BEGIN DATA SHOWN

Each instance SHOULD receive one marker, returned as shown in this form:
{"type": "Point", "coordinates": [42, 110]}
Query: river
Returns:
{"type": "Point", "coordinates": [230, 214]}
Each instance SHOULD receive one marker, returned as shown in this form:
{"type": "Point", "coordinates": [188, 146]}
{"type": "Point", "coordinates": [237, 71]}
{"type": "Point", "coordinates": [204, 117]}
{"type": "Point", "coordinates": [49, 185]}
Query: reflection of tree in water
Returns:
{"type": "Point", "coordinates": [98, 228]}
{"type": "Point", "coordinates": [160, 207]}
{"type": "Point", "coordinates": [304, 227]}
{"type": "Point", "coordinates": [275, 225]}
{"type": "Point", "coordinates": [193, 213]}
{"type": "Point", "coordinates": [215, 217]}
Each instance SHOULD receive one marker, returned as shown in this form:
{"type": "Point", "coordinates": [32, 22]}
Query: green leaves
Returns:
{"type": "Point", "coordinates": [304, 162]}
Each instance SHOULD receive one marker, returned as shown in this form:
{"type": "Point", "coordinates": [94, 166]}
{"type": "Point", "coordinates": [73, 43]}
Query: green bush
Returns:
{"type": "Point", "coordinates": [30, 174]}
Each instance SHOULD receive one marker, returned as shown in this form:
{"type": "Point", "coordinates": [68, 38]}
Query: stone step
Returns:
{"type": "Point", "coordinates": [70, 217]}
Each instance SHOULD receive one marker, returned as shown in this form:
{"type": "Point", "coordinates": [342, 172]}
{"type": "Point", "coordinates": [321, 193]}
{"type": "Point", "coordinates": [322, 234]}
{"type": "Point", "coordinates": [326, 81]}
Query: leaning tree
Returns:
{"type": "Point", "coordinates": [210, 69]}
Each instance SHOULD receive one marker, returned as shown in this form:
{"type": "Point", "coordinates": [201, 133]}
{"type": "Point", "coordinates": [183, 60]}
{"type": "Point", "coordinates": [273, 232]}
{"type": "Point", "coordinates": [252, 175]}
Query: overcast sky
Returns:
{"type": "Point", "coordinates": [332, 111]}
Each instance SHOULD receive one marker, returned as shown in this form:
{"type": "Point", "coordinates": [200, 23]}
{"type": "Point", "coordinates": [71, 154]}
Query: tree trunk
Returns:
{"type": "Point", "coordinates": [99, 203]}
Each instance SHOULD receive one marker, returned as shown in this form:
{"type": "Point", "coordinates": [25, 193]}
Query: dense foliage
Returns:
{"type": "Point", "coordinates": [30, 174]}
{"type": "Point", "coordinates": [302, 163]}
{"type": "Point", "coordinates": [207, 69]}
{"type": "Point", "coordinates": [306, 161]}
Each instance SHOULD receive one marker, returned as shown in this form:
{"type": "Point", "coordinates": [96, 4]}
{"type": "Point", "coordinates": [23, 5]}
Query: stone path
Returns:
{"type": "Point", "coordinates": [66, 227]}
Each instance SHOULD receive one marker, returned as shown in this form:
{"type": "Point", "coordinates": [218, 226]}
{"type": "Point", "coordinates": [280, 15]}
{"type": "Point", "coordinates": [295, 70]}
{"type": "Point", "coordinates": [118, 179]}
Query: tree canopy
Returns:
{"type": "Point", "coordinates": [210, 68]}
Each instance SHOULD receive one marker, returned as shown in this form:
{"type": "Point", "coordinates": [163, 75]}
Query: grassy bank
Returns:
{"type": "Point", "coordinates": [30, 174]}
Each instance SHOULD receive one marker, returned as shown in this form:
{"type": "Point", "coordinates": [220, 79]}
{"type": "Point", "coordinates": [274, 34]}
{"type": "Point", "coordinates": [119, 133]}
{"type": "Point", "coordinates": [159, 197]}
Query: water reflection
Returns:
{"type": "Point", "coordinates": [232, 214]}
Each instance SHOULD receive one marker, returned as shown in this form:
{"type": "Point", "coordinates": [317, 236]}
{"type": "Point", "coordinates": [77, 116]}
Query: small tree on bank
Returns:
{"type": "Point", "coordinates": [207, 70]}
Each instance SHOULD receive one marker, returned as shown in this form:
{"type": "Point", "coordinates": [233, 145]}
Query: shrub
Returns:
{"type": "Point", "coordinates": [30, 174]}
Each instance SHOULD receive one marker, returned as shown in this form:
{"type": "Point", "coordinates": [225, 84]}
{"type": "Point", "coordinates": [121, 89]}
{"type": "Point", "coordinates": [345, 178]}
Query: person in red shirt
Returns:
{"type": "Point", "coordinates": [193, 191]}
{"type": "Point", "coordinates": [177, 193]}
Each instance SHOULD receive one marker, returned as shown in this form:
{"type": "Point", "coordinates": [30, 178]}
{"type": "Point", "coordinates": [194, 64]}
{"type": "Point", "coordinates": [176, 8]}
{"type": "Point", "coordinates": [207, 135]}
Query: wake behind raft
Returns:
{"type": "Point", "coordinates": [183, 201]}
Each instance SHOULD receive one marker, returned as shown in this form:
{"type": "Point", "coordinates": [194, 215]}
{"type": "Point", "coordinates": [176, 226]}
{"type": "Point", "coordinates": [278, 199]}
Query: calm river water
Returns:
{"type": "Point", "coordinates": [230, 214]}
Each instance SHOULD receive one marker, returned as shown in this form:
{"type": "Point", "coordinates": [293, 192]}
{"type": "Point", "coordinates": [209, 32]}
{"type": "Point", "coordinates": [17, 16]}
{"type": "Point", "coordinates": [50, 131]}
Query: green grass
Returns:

END DATA SHOWN

* EXERCISE DETAILS: All of the entries need to be reproduced exactly; please write them out.

* FULL ANSWER:
Each instance SHOULD receive one marker, returned as shown in this form:
{"type": "Point", "coordinates": [42, 110]}
Query: river
Returns:
{"type": "Point", "coordinates": [230, 214]}
Each instance SHOULD receive one marker, returned as shown in this form:
{"type": "Point", "coordinates": [188, 146]}
{"type": "Point", "coordinates": [237, 71]}
{"type": "Point", "coordinates": [204, 117]}
{"type": "Point", "coordinates": [49, 185]}
Query: reflection of tree in water
Returns:
{"type": "Point", "coordinates": [98, 228]}
{"type": "Point", "coordinates": [160, 207]}
{"type": "Point", "coordinates": [304, 227]}
{"type": "Point", "coordinates": [275, 225]}
{"type": "Point", "coordinates": [193, 213]}
{"type": "Point", "coordinates": [215, 217]}
Each instance SHOULD receive one marker, returned as shown in this form:
{"type": "Point", "coordinates": [32, 22]}
Query: green leaves
Returns:
{"type": "Point", "coordinates": [304, 162]}
Each instance SHOULD receive one marker, returned as shown in this form:
{"type": "Point", "coordinates": [94, 166]}
{"type": "Point", "coordinates": [73, 43]}
Query: green bush
Returns:
{"type": "Point", "coordinates": [30, 174]}
Each instance SHOULD receive one marker, returned as shown in this form:
{"type": "Point", "coordinates": [68, 38]}
Query: stone step
Returns:
{"type": "Point", "coordinates": [70, 217]}
Each instance SHOULD receive one marker, returned as shown in this form:
{"type": "Point", "coordinates": [342, 172]}
{"type": "Point", "coordinates": [321, 193]}
{"type": "Point", "coordinates": [322, 234]}
{"type": "Point", "coordinates": [326, 81]}
Query: leaning tree
Returns:
{"type": "Point", "coordinates": [210, 69]}
Each instance SHOULD receive one marker, returned as shown in this form:
{"type": "Point", "coordinates": [201, 133]}
{"type": "Point", "coordinates": [183, 60]}
{"type": "Point", "coordinates": [273, 232]}
{"type": "Point", "coordinates": [252, 175]}
Query: overcast sky
Returns:
{"type": "Point", "coordinates": [332, 111]}
Each instance SHOULD receive one marker, returned as shown in this form:
{"type": "Point", "coordinates": [200, 23]}
{"type": "Point", "coordinates": [71, 154]}
Query: tree trunk
Returns:
{"type": "Point", "coordinates": [99, 203]}
Each instance SHOULD receive one marker, returned as shown in this form:
{"type": "Point", "coordinates": [25, 193]}
Query: dense foliage
Returns:
{"type": "Point", "coordinates": [30, 174]}
{"type": "Point", "coordinates": [302, 163]}
{"type": "Point", "coordinates": [207, 69]}
{"type": "Point", "coordinates": [306, 161]}
Each instance SHOULD receive one marker, returned as shown in this form:
{"type": "Point", "coordinates": [96, 4]}
{"type": "Point", "coordinates": [23, 5]}
Query: stone path
Returns:
{"type": "Point", "coordinates": [66, 227]}
Each instance SHOULD receive one marker, returned as shown in this form:
{"type": "Point", "coordinates": [218, 226]}
{"type": "Point", "coordinates": [280, 15]}
{"type": "Point", "coordinates": [295, 70]}
{"type": "Point", "coordinates": [118, 179]}
Query: tree canopy
Returns:
{"type": "Point", "coordinates": [210, 68]}
Each instance SHOULD receive one marker, returned as shown in this form:
{"type": "Point", "coordinates": [163, 75]}
Query: grassy bank
Returns:
{"type": "Point", "coordinates": [30, 174]}
Each instance SHOULD receive one marker, returned as shown in this form:
{"type": "Point", "coordinates": [220, 79]}
{"type": "Point", "coordinates": [274, 34]}
{"type": "Point", "coordinates": [119, 133]}
{"type": "Point", "coordinates": [159, 197]}
Query: water reflection
Returns:
{"type": "Point", "coordinates": [232, 214]}
Each instance SHOULD receive one marker, returned as shown in this form:
{"type": "Point", "coordinates": [317, 236]}
{"type": "Point", "coordinates": [77, 116]}
Query: small tree on bank
Returns:
{"type": "Point", "coordinates": [207, 70]}
Each instance SHOULD receive one marker, returned as shown in this form:
{"type": "Point", "coordinates": [233, 145]}
Query: shrub
Returns:
{"type": "Point", "coordinates": [30, 174]}
Each instance SHOULD receive one marker, returned as shown in this form:
{"type": "Point", "coordinates": [225, 84]}
{"type": "Point", "coordinates": [121, 89]}
{"type": "Point", "coordinates": [345, 178]}
Query: person in red shirt
Returns:
{"type": "Point", "coordinates": [193, 191]}
{"type": "Point", "coordinates": [177, 193]}
Each instance SHOULD receive one marker, returned as shown in this form:
{"type": "Point", "coordinates": [30, 178]}
{"type": "Point", "coordinates": [194, 64]}
{"type": "Point", "coordinates": [176, 8]}
{"type": "Point", "coordinates": [207, 135]}
Query: wake behind raft
Returns:
{"type": "Point", "coordinates": [183, 201]}
Each instance SHOULD receive one marker, returned as shown in this form:
{"type": "Point", "coordinates": [194, 215]}
{"type": "Point", "coordinates": [176, 226]}
{"type": "Point", "coordinates": [278, 199]}
Query: calm river water
Returns:
{"type": "Point", "coordinates": [230, 214]}
Each instance SHOULD receive one marker, returned as shown in this form:
{"type": "Point", "coordinates": [293, 192]}
{"type": "Point", "coordinates": [209, 32]}
{"type": "Point", "coordinates": [17, 16]}
{"type": "Point", "coordinates": [50, 131]}
Query: green grass
Returns:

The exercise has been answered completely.